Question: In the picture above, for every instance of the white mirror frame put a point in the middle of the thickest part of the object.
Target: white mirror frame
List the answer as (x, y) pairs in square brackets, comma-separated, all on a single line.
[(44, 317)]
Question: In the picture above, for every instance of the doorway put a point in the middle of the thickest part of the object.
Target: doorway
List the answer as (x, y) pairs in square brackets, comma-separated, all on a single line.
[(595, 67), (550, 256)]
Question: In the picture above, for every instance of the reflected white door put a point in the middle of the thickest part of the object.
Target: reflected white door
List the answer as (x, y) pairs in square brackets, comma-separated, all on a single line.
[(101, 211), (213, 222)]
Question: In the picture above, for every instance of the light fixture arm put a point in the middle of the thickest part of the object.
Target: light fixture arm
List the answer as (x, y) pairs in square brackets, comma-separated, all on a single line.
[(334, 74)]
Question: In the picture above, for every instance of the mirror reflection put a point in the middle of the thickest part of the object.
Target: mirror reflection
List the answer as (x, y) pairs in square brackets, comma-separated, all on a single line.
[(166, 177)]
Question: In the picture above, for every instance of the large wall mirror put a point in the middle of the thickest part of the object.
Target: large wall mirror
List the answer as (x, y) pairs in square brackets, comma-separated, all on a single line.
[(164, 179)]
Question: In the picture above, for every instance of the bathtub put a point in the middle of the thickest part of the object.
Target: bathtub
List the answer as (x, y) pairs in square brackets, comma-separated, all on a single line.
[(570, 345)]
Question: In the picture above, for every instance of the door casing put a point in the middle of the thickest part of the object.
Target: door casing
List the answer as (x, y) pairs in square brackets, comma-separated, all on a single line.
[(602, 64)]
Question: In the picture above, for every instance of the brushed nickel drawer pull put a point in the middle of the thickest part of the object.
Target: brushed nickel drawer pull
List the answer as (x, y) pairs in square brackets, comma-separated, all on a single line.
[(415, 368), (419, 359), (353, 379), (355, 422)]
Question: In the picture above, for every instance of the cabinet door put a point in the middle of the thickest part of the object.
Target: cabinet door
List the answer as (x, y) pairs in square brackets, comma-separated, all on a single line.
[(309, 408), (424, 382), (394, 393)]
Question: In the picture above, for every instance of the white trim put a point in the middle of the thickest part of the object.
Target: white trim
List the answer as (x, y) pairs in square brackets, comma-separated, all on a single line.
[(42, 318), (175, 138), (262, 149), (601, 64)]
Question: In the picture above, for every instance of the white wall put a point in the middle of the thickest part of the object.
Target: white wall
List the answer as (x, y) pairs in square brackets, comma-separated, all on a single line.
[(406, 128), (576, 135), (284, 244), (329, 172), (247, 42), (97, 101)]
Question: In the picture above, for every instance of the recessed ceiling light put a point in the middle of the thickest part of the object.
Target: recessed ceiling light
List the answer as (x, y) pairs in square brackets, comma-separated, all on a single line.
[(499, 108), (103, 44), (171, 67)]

══════

> **WHAT TO DO**: Reproduce all of the material above, swapping every "thickest" for "widest" and leaving everything else unchanged.

> **RESULT OF THIS TASK**:
Question: In the picture above, for every instance of the white mirror frame put a point in the middle of the widest part of the object.
Target: white mirror frame
List the answer as (x, y) pairs in square brackets, comma-separated, all on a single line.
[(44, 317)]
Question: In the picture above, for every instance of the doorway put a point in the middle of the widest part of the object.
Target: doorway
List the answer as (x, y) pairs in square brackets, comma-separated, all on a single line.
[(595, 67), (550, 256)]
Question: In the picture above, for every instance of the reflected white door put a point in the middle of the widest part of the object.
Target: reflected white door
List the answer as (x, y) pairs in square brackets, comma-separated, all on a single line.
[(101, 211), (213, 222)]
Question: In the picture above, for every instance of the light fixture arm put a point in the middle of the widest part of the object.
Target: light fixture arm
List the answer as (x, y) pairs in square brackets, comma-separated, all on a single line.
[(334, 74)]
Question: In the picture above, for every instance of the mirror reflection put a point in the middle of the widest part of the object.
Target: mirror reflection
List the answer as (x, y) pairs in square brackets, comma-separated, all on a single line.
[(166, 177)]
Question: In the picture above, for every instance of the large wall mirror put a point in the middle of the widest part of the object.
Target: large wall mirror
List the answer as (x, y) pairs in square brackets, comma-separated, all on a single line.
[(164, 179)]
Question: In the picture above, for every instance of the bathtub put a point in the middle of the widest part of the object.
Target: bathtub
List the answer as (x, y) pairs in square brackets, comma-separated, all on a single line.
[(570, 345)]
Question: In the picture above, for every instance of the door casing put a point in the middle of the widest part of the object.
Target: door casing
List the answer as (x, y) pairs in square brackets, comma-separated, all on a single line.
[(602, 64)]
Question: In the picture above, for every instance of the brushed nickel drawer pull put a point in the middle of the widest part of the object.
Target: brushed nickel drawer pull
List the answer as (x, y) pairs in square brackets, comma-separated, all on a single line.
[(415, 368), (419, 359), (353, 379), (355, 422)]
Question: In the picture above, for every instance of the cabinet door put a point in the middle of the widest part of the object.
Target: cabinet door
List the answer as (x, y) pairs in square brackets, comma-separated, all on a single line.
[(309, 408), (424, 382), (394, 393)]
Question: In the picture above, for every instance of the white trim put a point in the middle of the widest part of the object.
Target: white trim
List the answer as (x, y) pairs in square brackets, comma-separated, all on a single line.
[(42, 318), (175, 138), (262, 149), (601, 64)]
Question: In the picture above, for every instance of the white wall put a point in the middle of the widest part of the object.
Target: white wall
List the answer as (x, y) pairs in square brackets, comma-separated, all on a single line.
[(406, 128), (576, 135), (284, 244), (329, 172), (247, 42), (97, 101)]
Question: In the picture above, for every instance of the recessed ceiling light put a point in the middle of the widest part of the object.
Target: recessed ceiling light
List the answer as (x, y) pairs in square brackets, comma-separated, all on a single line.
[(499, 108), (103, 44), (171, 67)]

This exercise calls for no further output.